## Record list

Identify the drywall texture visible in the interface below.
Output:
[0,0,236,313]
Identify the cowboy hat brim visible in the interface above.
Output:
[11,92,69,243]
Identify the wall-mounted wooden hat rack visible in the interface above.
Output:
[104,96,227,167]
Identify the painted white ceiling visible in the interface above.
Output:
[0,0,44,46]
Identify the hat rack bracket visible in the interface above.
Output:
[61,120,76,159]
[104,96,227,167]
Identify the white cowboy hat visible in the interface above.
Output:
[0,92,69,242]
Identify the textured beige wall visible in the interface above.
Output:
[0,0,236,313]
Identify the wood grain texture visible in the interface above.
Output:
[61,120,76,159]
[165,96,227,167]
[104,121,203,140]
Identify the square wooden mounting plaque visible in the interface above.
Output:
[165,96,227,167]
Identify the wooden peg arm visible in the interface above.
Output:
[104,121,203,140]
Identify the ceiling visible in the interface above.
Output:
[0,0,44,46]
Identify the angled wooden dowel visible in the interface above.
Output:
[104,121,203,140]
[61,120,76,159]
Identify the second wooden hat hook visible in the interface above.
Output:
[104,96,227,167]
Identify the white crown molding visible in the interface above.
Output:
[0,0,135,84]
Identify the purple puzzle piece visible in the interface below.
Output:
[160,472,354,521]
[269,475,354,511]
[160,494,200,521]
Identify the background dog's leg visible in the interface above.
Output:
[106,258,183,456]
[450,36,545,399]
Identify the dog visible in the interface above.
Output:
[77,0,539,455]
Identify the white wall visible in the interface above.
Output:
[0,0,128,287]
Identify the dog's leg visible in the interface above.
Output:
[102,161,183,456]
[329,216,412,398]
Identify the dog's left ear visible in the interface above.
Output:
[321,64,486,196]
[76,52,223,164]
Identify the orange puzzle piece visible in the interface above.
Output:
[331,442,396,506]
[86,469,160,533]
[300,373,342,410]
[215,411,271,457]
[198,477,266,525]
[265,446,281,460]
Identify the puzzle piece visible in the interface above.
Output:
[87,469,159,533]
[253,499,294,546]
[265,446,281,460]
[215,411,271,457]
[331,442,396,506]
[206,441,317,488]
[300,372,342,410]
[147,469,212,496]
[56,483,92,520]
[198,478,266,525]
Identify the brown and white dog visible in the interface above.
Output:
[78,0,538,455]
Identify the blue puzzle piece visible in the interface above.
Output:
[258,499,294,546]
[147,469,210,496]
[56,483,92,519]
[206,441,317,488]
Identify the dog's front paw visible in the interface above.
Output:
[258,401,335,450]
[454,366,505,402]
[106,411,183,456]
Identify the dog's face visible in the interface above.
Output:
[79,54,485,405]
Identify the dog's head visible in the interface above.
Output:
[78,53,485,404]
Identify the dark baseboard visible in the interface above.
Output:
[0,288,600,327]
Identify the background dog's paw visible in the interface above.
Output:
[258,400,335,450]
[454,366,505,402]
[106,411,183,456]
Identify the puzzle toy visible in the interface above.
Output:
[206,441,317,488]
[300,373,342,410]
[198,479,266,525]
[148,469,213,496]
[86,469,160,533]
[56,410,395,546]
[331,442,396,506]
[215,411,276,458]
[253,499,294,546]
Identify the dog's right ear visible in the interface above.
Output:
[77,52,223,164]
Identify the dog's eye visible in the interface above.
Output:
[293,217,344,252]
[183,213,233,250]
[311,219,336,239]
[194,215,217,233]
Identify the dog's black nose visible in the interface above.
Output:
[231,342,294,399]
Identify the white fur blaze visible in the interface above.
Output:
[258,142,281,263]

## Exercise goal
Rewrite every line of the listing above, substituting "Locate" for each occurrence of "Identify" and leaving all other text unchanged.

## Output for this task
Locate the drywall texture visible in the interface below.
Output:
[0,0,236,313]
Locate the cowboy hat brim visible in the interface above.
Output:
[11,92,69,243]
Locate the wall-mounted wooden hat rack visible in the interface above.
Output:
[104,96,227,167]
Locate the painted white ceiling visible in the interface above.
Output:
[0,0,44,46]
Locate the hat rack bracket visible in the interface above.
Output:
[61,120,76,159]
[104,96,227,167]
Locate the white cowboy hat visible in the interface above.
Output:
[0,92,69,242]
Locate the textured beige wall visible in the interface above.
Output:
[0,0,236,313]
Locate the wood grain texture visible in the interface above.
Output:
[61,120,76,159]
[165,96,227,167]
[104,121,203,140]
Locate the square wooden mounting plaque visible in the interface above.
Output:
[165,96,227,167]
Locate the wooden peg arm visible in the interface above.
Output:
[104,121,203,140]
Locate the ceiling visible in the interface above.
Output:
[0,0,44,46]
Locate the angled wooden dowel visible in the interface above.
Output:
[104,121,203,140]
[61,120,76,159]
Locate the second wooden hat hook visible in the interface above.
Output:
[104,96,227,167]
Locate the white crown molding visible in the interface above.
Output:
[0,0,135,84]
Locate the purple puzzle piece visible in the interface below.
Output:
[160,472,354,521]
[269,475,354,511]
[160,494,200,521]
Locate the background dog's leg visible in the interface above.
Output:
[106,258,183,456]
[450,36,545,399]
Locate the dog visible in the interface above.
Output:
[77,0,539,455]
Locate the white wall visible in the interface above.
Output:
[0,0,128,287]
Locate the dog's leg visible in the interface above.
Output:
[102,161,183,456]
[329,216,412,398]
Locate the dog's left ear visible in the interface above.
Output:
[321,64,486,196]
[76,52,223,164]
Locate the orange puzzle piece visible in the interface above.
Output:
[331,442,396,506]
[86,469,160,533]
[300,373,342,410]
[215,411,271,457]
[198,477,266,525]
[265,446,281,460]
Locate the puzzle piece visible in the interface above.
Output:
[87,469,159,533]
[253,499,294,546]
[265,446,281,460]
[215,411,271,457]
[331,442,396,506]
[206,441,317,488]
[300,372,342,410]
[147,469,212,496]
[56,483,92,520]
[198,478,266,525]
Locate the brown and white dog visible in the interface above.
Output:
[78,0,538,455]
Locate the blue puzzle piece visible in the interface above.
Output:
[258,499,294,546]
[147,469,210,496]
[56,483,92,519]
[206,441,317,488]
Locate the dog's front paw visible in the interface above.
Output:
[258,401,335,450]
[454,366,505,402]
[106,411,183,456]
Locate the dog's face visible in the interface above.
Output:
[79,54,485,405]
Locate the dog's head visible in the interface above.
Output:
[78,53,485,404]
Locate the dark baseboard visible in the interface above.
Output:
[0,288,600,327]
Locate the background dog's paw visible in the interface above.
Output:
[258,400,335,450]
[454,366,505,402]
[106,411,183,456]
Locate the puzzle toy visible in the interface above.
Output:
[206,441,317,488]
[300,373,342,410]
[198,479,266,525]
[148,469,213,496]
[86,469,160,533]
[56,410,395,546]
[331,442,396,506]
[215,411,276,458]
[253,499,294,546]
Locate the dog's right ear visible in the interface above.
Output:
[77,52,223,164]
Locate the dog's eye visible in the interface above.
Output:
[293,217,344,252]
[183,213,233,250]
[311,219,336,239]
[194,215,217,233]
Locate the dog's black nose visible in the interface above.
Output:
[231,342,294,399]
Locate the white fur blaze visible in the interface above.
Output:
[258,142,281,263]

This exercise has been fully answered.